- [Documento]:
╭──

Crise política ou cultural?

segunda-feira, 25 de fevereiro de 2019

Desde junho de 2013, quando aconteceram as manifestações populares no Brasil, tornou-se algo trivial o interesse pela política e pela coisa pública. De repente, acordamos sabendo por quantos ministros é composto o supremo tribunal federal, e quem eram eles. Acompanhar as notícias de Brasília passou a fazer parte de nosso cotidiano. E toda essa crise política rendeu diversos artigos, manchetes, filmes, e até série de televisão.

Em meio a essa crise política e todo esse alvoroço, em uma onda crescente de interesse pela política, eis que se levantam diversos palpiteiros, que desprovidos de um sonso de unidade histórica e cultural, passam atribuir ao governo petista todas as mazelas de nossa nação. Que o governo petista foi o pior da história brasileira, não tenho dúvidas.  Institucionalizou a corrupção e sucateou o país. Mas no arco do tempo, a ocupação pelo partido dos trabalhadores é ínfima. E a destruição da nação vem de muito e muito antes.

╰──

- [Dados fornecidos]:
╭──

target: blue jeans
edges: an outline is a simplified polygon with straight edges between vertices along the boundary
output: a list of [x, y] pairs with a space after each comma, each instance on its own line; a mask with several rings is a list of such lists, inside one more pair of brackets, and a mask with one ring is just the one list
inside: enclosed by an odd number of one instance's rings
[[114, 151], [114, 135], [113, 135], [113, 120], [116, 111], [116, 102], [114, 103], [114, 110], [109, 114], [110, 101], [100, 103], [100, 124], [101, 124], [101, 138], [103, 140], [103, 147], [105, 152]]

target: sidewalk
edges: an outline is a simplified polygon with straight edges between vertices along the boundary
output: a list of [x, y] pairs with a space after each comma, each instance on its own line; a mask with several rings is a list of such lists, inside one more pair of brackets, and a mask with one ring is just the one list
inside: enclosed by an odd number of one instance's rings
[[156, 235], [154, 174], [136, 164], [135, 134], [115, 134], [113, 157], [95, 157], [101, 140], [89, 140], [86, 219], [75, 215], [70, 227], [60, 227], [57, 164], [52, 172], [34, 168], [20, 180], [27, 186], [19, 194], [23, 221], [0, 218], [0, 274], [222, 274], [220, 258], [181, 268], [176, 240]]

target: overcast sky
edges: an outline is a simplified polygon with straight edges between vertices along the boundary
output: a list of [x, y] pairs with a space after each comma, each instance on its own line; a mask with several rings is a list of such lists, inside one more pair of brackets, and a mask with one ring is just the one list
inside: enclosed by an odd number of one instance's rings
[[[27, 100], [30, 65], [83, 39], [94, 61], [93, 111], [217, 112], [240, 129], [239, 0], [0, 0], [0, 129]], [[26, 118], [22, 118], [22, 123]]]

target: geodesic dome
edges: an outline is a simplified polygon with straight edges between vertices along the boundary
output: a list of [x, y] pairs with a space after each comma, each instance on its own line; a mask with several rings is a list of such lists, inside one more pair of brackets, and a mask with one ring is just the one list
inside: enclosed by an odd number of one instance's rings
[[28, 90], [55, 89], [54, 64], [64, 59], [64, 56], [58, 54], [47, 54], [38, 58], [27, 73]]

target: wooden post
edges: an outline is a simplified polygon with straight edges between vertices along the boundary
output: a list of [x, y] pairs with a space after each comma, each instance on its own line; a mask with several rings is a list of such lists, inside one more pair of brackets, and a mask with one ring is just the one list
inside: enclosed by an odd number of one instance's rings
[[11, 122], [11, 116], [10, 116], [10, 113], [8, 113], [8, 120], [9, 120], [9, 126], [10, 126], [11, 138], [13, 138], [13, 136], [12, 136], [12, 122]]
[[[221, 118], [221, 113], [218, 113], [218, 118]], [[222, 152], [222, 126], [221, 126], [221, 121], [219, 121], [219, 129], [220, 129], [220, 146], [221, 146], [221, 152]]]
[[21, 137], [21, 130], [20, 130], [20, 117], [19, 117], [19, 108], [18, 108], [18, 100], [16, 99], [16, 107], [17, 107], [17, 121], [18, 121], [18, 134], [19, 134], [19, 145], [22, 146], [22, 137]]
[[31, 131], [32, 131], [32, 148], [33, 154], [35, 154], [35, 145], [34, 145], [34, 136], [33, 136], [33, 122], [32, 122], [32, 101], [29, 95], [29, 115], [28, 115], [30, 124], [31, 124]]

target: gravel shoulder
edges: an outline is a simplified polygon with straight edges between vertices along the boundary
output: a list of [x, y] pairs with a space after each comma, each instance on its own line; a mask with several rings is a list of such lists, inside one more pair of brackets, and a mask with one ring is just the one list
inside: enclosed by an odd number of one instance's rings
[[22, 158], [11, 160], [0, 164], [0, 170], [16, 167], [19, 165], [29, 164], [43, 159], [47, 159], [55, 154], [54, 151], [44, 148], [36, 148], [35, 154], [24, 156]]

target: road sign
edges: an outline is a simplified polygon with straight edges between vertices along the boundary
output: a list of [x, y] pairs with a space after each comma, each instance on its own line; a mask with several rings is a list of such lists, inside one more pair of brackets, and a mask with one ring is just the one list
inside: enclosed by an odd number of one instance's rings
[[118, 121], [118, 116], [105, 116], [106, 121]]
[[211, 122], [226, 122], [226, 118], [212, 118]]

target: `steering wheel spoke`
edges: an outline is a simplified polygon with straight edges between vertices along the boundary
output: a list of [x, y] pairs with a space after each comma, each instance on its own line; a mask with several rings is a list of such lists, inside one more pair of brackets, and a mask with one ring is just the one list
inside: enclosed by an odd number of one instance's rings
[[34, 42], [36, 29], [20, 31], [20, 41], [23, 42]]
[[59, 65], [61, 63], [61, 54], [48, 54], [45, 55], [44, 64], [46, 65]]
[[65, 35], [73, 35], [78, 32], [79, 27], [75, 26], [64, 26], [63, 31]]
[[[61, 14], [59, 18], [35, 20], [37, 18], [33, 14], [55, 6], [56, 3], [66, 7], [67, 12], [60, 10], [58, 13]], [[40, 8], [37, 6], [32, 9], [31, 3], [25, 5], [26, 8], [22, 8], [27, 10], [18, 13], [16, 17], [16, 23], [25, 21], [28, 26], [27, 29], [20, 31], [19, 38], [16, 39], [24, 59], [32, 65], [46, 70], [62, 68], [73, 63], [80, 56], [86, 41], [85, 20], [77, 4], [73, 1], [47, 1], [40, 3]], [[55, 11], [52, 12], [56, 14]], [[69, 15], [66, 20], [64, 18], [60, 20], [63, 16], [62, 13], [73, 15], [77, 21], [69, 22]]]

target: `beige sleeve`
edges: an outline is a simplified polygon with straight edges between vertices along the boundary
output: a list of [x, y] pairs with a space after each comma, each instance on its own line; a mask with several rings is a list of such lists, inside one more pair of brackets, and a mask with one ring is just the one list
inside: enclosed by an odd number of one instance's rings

╰──

- [O que fazer]:
- 1) Desloque os contornos somando 100 a cada coordenada e reescreva, nos registros, tudo desde a linha que contém "target: geodesic dome" até a linha que contém "58], [27, 73]]", sem omitir nenhuma linha desse trecho.
- 2) Prossiga o texto sobre a crise política no Brasil a partir do ponto em que ele termina.

- [Resultados do exercício]:
- 1)
target: geodesic dome
edges: an outline is a simplified polygon with straight edges between vertices along the boundary
output: a list of [x, y] pairs with a space after each comma, each instance on its own line; a mask with several rings is a list of such lists, inside one more pair of brackets, and a mask with one ring is just the one list
inside: enclosed by an odd number of one instance's rings
[[128, 190], [155, 189], [154, 164], [164, 159], [164, 156], [158, 154], [147, 154], [138, 158], [127, 173]]

- 2)
Atacado por diversos lados, um dos maiores problemas do Brasil está na educação. Nossos universitários, por exemplo, estão entre os piores do mundo. Metade dos jovens que se formam no Brasil são analfabetos funcionais. Pessoas com dificuldades para montar uma frase com sujeito e verbo, ou fazer uma assimilação correta entre um texto e outro. Nossas universidades passaram a ter como objetivo a prática de autorizar, ou não, que determinadas pessoas exerçam funções específicas na sociedade. Deixou de ser, a muito tempo, um espaço onde se fomenta a atividade intelectual.

Ainda neste ano de 2018, o Banco Mundial divulgou uma avaliação, onde diz que o Brasil precisaria de 260 anos para recuperar o terreno perdido em educação. Algo evidentemente mais grave que os casos de corrução, que tanto ocupam as redes de notícia. Deve-se a isso o fato de que o país está sendo castrado através de seu capital cultural, quando ao invés de preparar as novas gerações, que levarão o país adiante em seus diversos aspectos, estamos retrocedendo.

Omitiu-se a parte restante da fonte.